TASK DESCRIPTION
Write out the records word for word, from the start of the records through the line containing "[95,234,107,255]", and stop there.
================================
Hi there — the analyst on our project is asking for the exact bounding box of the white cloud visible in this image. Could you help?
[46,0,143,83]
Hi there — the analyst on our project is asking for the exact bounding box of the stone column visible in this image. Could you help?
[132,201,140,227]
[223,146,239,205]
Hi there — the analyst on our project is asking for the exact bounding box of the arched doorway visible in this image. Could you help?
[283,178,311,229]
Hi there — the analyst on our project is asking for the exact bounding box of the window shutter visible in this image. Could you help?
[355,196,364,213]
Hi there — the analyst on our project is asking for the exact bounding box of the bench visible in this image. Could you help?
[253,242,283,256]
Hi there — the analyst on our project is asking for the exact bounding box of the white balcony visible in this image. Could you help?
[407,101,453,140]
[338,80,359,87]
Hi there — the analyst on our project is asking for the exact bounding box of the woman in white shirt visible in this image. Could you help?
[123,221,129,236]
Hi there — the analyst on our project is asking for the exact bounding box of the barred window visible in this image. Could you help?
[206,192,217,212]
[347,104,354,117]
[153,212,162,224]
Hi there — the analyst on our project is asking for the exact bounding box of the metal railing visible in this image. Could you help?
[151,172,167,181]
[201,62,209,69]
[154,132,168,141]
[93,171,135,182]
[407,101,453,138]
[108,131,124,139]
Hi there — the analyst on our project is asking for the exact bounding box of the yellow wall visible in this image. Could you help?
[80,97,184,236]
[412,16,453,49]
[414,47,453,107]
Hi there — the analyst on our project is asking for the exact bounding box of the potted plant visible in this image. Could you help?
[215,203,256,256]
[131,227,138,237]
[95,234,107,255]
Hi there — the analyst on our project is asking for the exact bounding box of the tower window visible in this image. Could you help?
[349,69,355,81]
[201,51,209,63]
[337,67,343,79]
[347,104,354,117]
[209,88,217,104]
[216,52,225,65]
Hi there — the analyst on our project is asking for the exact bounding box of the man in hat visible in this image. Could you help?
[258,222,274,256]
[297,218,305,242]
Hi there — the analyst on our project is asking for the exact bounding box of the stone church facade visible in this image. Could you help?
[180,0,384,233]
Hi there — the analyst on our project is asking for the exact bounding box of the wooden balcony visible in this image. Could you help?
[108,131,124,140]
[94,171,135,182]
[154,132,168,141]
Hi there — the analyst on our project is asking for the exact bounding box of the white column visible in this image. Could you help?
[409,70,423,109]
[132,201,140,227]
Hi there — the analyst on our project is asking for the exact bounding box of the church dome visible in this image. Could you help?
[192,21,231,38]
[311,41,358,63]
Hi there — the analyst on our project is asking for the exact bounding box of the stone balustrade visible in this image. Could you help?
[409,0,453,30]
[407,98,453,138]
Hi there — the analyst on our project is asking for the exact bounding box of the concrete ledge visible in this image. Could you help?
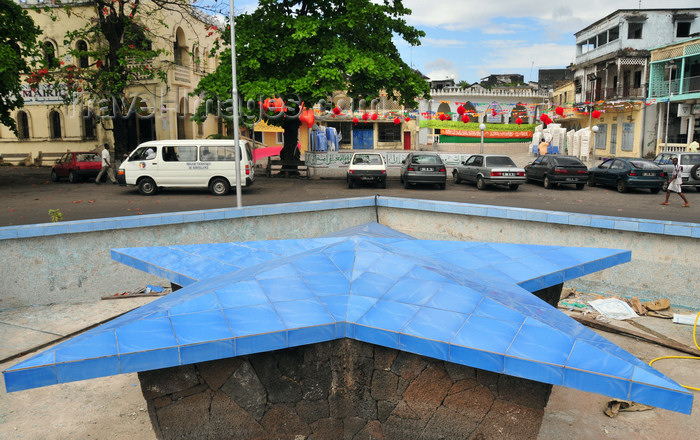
[0,197,700,309]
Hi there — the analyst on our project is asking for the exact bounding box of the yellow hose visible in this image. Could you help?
[649,312,700,391]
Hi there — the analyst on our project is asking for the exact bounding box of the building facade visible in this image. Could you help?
[568,9,700,157]
[0,0,219,161]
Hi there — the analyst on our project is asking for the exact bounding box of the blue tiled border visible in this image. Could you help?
[0,197,700,240]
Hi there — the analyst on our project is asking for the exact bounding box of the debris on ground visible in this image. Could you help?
[603,400,654,419]
[102,284,172,299]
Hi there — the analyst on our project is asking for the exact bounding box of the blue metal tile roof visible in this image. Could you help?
[4,223,693,413]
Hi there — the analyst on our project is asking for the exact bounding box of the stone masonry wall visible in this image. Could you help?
[139,339,551,440]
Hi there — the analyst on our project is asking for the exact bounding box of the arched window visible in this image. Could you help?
[75,40,90,69]
[82,108,95,139]
[17,110,29,139]
[44,41,56,68]
[49,110,62,139]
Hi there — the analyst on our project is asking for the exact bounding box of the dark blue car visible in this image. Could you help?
[588,157,666,194]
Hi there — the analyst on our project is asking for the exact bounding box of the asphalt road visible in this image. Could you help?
[0,166,700,226]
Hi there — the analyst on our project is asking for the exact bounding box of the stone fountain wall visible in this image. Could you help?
[139,339,551,440]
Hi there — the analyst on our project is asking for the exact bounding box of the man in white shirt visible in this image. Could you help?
[95,144,117,185]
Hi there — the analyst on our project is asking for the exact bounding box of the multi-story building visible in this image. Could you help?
[0,0,223,165]
[568,9,700,157]
[649,37,700,152]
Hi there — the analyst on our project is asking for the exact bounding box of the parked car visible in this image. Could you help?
[347,153,386,188]
[588,157,666,194]
[525,154,588,189]
[654,152,700,191]
[452,154,525,191]
[401,151,447,189]
[51,151,102,183]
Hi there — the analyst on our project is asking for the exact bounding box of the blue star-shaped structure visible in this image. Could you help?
[4,223,693,414]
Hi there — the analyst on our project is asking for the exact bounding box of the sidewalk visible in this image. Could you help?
[0,297,700,440]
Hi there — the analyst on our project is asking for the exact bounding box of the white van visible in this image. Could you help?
[117,139,255,196]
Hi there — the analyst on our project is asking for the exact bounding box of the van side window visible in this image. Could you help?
[163,147,197,162]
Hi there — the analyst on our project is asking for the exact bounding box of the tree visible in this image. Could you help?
[0,0,41,134]
[27,0,213,157]
[195,0,429,164]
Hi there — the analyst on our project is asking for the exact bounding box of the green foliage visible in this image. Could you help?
[419,119,537,131]
[0,0,41,134]
[195,0,429,118]
[49,208,63,223]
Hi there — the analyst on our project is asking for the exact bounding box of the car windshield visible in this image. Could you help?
[681,154,700,165]
[630,160,659,170]
[352,154,382,165]
[556,157,583,166]
[486,156,515,167]
[411,155,442,165]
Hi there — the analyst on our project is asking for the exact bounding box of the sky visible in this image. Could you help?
[227,0,698,83]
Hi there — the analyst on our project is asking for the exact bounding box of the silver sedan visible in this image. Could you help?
[452,154,525,191]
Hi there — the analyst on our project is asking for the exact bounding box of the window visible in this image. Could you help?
[377,124,401,142]
[49,110,62,139]
[17,111,29,139]
[676,21,691,38]
[627,21,644,40]
[608,26,620,41]
[161,147,197,162]
[44,41,56,69]
[75,40,90,69]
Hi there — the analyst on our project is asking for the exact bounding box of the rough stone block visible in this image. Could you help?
================================
RESULT FOR THIS TASK
Hi there — the analyst on our project is asking for the exact bounding box of the white cloud visible in this image. Could you help?
[46,0,143,83]
Hi there — the analyst on our project is asking for the exact bounding box of the stone column visible in this image. Could you help?
[132,201,140,227]
[223,146,239,205]
Hi there — the analyst on our project is asking for the exact bounding box of the arched doorway visible in this image. Could you help?
[283,178,311,229]
Hi there — the analyst on our project is asking for the exact bounding box of the window shutter visible in this image. Could you help?
[355,196,364,213]
Hi there — the analyst on our project is asking for the exact bounding box of the bench visible in this image. Could you help?
[253,242,283,256]
Hi there — the analyst on our project is asking for the exact bounding box of the white balcony visible in this image. Could you help?
[407,101,453,140]
[338,80,359,87]
Hi there — the analyst on our project is asking for the exact bounding box of the woman in white shirt visible in this image. Could you help?
[123,221,129,236]
Hi there — the analyst on our project is asking for the exact bounding box of the barred window visible in this image. Could you help?
[206,192,217,212]
[347,104,354,117]
[153,212,162,224]
Hi there — the analyst on our project is asking for the exact bounding box of the metal railing visible in this image. Could you help?
[151,172,167,181]
[201,62,209,69]
[154,132,168,141]
[93,171,135,182]
[407,101,453,138]
[108,131,124,139]
Hi there — the analyst on our project is asking for the exact bounding box of the yellow wall visible in this image. Could you help?
[80,97,184,236]
[412,16,453,49]
[414,47,453,107]
Hi there — the analyst on our project is asking for the exact bounding box of the potted plant visible in this image. Could you help?
[215,203,256,256]
[131,227,138,237]
[95,234,107,255]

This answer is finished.